Excerpts from a dataset

>>>

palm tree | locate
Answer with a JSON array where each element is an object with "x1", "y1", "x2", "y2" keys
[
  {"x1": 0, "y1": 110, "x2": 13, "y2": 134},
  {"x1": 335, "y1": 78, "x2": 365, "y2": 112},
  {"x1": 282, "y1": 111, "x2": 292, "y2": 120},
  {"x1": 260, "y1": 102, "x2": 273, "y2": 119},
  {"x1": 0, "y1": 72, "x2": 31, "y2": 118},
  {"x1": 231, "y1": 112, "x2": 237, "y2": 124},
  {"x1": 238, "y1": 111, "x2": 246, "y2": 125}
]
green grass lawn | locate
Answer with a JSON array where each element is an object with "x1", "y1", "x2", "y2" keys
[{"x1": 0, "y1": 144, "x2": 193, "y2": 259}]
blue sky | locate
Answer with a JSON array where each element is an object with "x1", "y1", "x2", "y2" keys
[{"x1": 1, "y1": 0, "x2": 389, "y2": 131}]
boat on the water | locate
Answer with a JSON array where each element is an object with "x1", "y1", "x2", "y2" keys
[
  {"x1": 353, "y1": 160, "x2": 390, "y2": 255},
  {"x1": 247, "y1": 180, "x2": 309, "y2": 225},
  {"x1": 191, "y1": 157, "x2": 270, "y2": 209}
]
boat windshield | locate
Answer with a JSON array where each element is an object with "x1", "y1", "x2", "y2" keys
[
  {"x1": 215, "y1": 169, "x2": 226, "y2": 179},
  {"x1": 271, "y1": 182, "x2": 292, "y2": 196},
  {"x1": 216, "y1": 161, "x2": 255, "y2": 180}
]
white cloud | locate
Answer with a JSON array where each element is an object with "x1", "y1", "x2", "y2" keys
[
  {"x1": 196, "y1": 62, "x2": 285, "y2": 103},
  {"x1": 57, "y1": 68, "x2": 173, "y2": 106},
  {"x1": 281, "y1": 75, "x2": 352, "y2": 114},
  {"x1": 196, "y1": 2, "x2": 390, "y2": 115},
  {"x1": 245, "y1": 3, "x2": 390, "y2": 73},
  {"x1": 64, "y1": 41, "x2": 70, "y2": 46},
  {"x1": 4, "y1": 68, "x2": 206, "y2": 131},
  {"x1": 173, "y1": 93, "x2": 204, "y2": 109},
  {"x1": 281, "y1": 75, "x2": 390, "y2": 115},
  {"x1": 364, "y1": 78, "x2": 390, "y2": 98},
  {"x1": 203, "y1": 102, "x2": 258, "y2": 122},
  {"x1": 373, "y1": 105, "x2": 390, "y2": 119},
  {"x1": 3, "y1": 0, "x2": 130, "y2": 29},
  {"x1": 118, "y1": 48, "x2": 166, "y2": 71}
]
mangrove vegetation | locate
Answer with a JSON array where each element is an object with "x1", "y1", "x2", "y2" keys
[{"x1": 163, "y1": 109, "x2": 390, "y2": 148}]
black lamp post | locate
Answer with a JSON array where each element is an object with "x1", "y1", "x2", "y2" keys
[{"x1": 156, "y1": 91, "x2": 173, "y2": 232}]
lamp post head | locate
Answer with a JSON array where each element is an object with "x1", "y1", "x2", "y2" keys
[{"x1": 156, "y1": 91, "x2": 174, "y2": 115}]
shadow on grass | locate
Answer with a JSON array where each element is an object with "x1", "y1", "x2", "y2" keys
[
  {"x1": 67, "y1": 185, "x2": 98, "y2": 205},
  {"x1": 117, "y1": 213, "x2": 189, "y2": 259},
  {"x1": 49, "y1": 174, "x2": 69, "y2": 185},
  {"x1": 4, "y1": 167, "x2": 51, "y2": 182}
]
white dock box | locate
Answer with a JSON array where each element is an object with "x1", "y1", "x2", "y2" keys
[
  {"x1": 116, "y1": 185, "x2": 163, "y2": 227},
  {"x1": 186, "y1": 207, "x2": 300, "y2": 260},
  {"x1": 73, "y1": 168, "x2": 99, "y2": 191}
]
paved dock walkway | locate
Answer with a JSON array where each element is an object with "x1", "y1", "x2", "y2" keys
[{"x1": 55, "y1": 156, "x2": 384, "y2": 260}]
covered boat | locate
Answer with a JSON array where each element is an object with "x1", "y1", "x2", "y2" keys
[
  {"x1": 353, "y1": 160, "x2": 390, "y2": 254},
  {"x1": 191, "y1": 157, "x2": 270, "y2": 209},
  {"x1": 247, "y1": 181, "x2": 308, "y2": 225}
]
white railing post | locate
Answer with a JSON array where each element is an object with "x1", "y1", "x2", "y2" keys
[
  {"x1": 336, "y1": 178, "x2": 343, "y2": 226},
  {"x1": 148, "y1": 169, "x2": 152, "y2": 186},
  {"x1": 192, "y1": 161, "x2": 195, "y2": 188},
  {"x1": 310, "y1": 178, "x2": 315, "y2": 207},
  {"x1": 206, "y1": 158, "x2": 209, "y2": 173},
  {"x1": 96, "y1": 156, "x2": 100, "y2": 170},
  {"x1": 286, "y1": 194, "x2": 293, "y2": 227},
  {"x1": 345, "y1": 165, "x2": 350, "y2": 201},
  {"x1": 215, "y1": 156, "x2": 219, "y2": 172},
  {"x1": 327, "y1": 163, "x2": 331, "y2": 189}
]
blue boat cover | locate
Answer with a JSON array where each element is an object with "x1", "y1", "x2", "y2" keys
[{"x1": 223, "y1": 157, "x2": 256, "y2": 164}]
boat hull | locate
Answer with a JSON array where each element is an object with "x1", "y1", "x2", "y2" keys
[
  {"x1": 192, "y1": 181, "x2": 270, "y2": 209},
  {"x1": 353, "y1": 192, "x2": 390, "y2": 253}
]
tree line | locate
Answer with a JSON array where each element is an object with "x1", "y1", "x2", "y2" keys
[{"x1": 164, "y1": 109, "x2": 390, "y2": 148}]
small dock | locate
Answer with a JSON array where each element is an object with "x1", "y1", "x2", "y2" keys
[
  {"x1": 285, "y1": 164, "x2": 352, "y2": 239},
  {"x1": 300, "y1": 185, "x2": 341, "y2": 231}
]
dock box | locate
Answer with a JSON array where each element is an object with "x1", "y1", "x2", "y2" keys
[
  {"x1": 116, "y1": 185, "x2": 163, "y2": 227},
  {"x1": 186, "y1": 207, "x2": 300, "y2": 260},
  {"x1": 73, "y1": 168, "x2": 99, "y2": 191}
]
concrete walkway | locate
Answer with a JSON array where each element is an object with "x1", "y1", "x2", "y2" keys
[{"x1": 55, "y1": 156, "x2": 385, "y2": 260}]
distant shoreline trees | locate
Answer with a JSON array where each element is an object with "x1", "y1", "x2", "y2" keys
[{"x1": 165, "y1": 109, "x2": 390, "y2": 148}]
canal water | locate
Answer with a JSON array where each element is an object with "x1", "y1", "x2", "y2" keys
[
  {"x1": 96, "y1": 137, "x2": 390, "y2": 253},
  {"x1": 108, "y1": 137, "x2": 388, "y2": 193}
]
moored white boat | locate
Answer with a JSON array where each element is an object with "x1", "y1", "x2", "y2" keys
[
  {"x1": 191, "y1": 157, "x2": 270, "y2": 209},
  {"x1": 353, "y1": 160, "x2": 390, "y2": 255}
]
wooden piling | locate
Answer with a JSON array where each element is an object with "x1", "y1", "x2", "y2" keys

<<<

#### [Required action]
Extract all of the data above and output it character for character.

#### [Task solution]
palm tree | locate
Answer with a JSON array where each element is an object with "x1", "y1", "x2", "y2" keys
[
  {"x1": 0, "y1": 110, "x2": 13, "y2": 134},
  {"x1": 335, "y1": 78, "x2": 365, "y2": 112},
  {"x1": 282, "y1": 111, "x2": 292, "y2": 120},
  {"x1": 260, "y1": 102, "x2": 273, "y2": 119},
  {"x1": 0, "y1": 72, "x2": 31, "y2": 118},
  {"x1": 231, "y1": 112, "x2": 237, "y2": 124},
  {"x1": 238, "y1": 111, "x2": 246, "y2": 125}
]
green grass lawn | locate
Answer with a JSON array where each element is an object with "x1", "y1", "x2", "y2" keys
[{"x1": 0, "y1": 144, "x2": 193, "y2": 259}]
blue sky | locate
Answer with a JSON array where each element is an object with "x1", "y1", "x2", "y2" keys
[{"x1": 1, "y1": 0, "x2": 389, "y2": 131}]
boat on the water | locate
Answer with a JSON array where each element is an object with "x1", "y1", "x2", "y2" keys
[
  {"x1": 353, "y1": 160, "x2": 390, "y2": 255},
  {"x1": 247, "y1": 180, "x2": 309, "y2": 225},
  {"x1": 191, "y1": 157, "x2": 270, "y2": 209}
]
boat windshield | locate
Answer with a JSON array where each element is an object with "x1", "y1", "x2", "y2" keys
[
  {"x1": 215, "y1": 169, "x2": 226, "y2": 179},
  {"x1": 271, "y1": 182, "x2": 292, "y2": 196},
  {"x1": 216, "y1": 161, "x2": 255, "y2": 180}
]
white cloud | locate
Answer with a JSON array where each element is an object with "x1", "y1", "x2", "y2" keys
[
  {"x1": 196, "y1": 62, "x2": 285, "y2": 103},
  {"x1": 57, "y1": 68, "x2": 173, "y2": 106},
  {"x1": 281, "y1": 75, "x2": 352, "y2": 114},
  {"x1": 196, "y1": 2, "x2": 390, "y2": 115},
  {"x1": 245, "y1": 3, "x2": 390, "y2": 73},
  {"x1": 64, "y1": 41, "x2": 70, "y2": 46},
  {"x1": 4, "y1": 68, "x2": 206, "y2": 131},
  {"x1": 173, "y1": 93, "x2": 204, "y2": 109},
  {"x1": 281, "y1": 75, "x2": 390, "y2": 115},
  {"x1": 364, "y1": 78, "x2": 390, "y2": 98},
  {"x1": 203, "y1": 102, "x2": 258, "y2": 122},
  {"x1": 373, "y1": 105, "x2": 390, "y2": 119},
  {"x1": 3, "y1": 0, "x2": 130, "y2": 29},
  {"x1": 118, "y1": 48, "x2": 166, "y2": 71}
]
mangrove vegetation | locate
Answer with a JSON array where each element is an object with "x1", "y1", "x2", "y2" keys
[{"x1": 163, "y1": 109, "x2": 390, "y2": 148}]
black lamp post | locate
Answer with a JSON array where each element is an object with "x1", "y1", "x2", "y2" keys
[{"x1": 156, "y1": 91, "x2": 173, "y2": 232}]
lamp post head | locate
Answer with a JSON array where each element is an object with "x1", "y1", "x2", "y2" keys
[{"x1": 156, "y1": 91, "x2": 174, "y2": 115}]
shadow on grass | locate
Answer with a JSON array where each element is an object with "x1", "y1", "x2", "y2" keys
[
  {"x1": 67, "y1": 185, "x2": 98, "y2": 205},
  {"x1": 117, "y1": 213, "x2": 189, "y2": 259},
  {"x1": 49, "y1": 174, "x2": 69, "y2": 185},
  {"x1": 4, "y1": 167, "x2": 51, "y2": 182}
]
white dock box | locate
Answer with a JSON array where each element is an object with "x1", "y1", "x2", "y2" keys
[
  {"x1": 116, "y1": 185, "x2": 163, "y2": 227},
  {"x1": 186, "y1": 207, "x2": 300, "y2": 260},
  {"x1": 73, "y1": 168, "x2": 99, "y2": 191}
]
paved dock walkway | locate
Answer with a JSON array where each element is an object with "x1", "y1", "x2", "y2" keys
[{"x1": 55, "y1": 156, "x2": 384, "y2": 260}]
covered boat | locate
Answer with a JSON array where each element is an object with "x1", "y1", "x2", "y2" keys
[
  {"x1": 353, "y1": 160, "x2": 390, "y2": 254},
  {"x1": 191, "y1": 157, "x2": 270, "y2": 209},
  {"x1": 247, "y1": 181, "x2": 308, "y2": 225}
]
white railing post | locate
Answer with a JSON array where each element is an object with "x1", "y1", "x2", "y2" keys
[
  {"x1": 336, "y1": 178, "x2": 343, "y2": 226},
  {"x1": 148, "y1": 169, "x2": 152, "y2": 186},
  {"x1": 192, "y1": 161, "x2": 195, "y2": 188},
  {"x1": 310, "y1": 178, "x2": 315, "y2": 207},
  {"x1": 206, "y1": 158, "x2": 209, "y2": 173},
  {"x1": 96, "y1": 156, "x2": 100, "y2": 170},
  {"x1": 286, "y1": 194, "x2": 293, "y2": 227},
  {"x1": 345, "y1": 165, "x2": 350, "y2": 201},
  {"x1": 215, "y1": 156, "x2": 219, "y2": 172},
  {"x1": 327, "y1": 163, "x2": 331, "y2": 189}
]
blue boat cover | locate
Answer with a JSON array where each element is an object with "x1", "y1", "x2", "y2" keys
[{"x1": 223, "y1": 157, "x2": 256, "y2": 164}]
boat hull | locate
Answer with a JSON array where each element is an object with "x1", "y1", "x2", "y2" keys
[
  {"x1": 192, "y1": 181, "x2": 270, "y2": 209},
  {"x1": 353, "y1": 192, "x2": 390, "y2": 253}
]
tree line | locate
Answer with a JSON array where each element is an object with "x1", "y1", "x2", "y2" keys
[{"x1": 164, "y1": 109, "x2": 390, "y2": 148}]
small dock | locate
Answer with a JSON array where each element is an object with "x1", "y1", "x2", "y2" keys
[
  {"x1": 285, "y1": 164, "x2": 352, "y2": 239},
  {"x1": 300, "y1": 185, "x2": 341, "y2": 231}
]
dock box | locate
Answer with a JSON array where each element is an object with "x1", "y1", "x2", "y2" keys
[
  {"x1": 116, "y1": 185, "x2": 163, "y2": 227},
  {"x1": 186, "y1": 207, "x2": 300, "y2": 260},
  {"x1": 73, "y1": 168, "x2": 99, "y2": 191}
]
concrete walkway | locate
Answer with a JSON array where each element is an object with "x1", "y1", "x2", "y2" keys
[{"x1": 55, "y1": 156, "x2": 385, "y2": 260}]
distant shoreline trees | locate
Answer with a JSON array where each element is an object with "x1", "y1", "x2", "y2" keys
[{"x1": 165, "y1": 109, "x2": 390, "y2": 148}]
canal water | locate
Answer with a JSON array where each element is an object with "x1", "y1", "x2", "y2" keys
[
  {"x1": 96, "y1": 137, "x2": 390, "y2": 253},
  {"x1": 108, "y1": 137, "x2": 388, "y2": 193}
]
moored white boat | locate
Answer with a JSON array where each element is an object with "x1", "y1", "x2", "y2" keys
[
  {"x1": 191, "y1": 157, "x2": 270, "y2": 209},
  {"x1": 353, "y1": 160, "x2": 390, "y2": 255}
]
wooden piling | locate
Answer with a JSON array where each element is an object with "x1", "y1", "x2", "y2" keys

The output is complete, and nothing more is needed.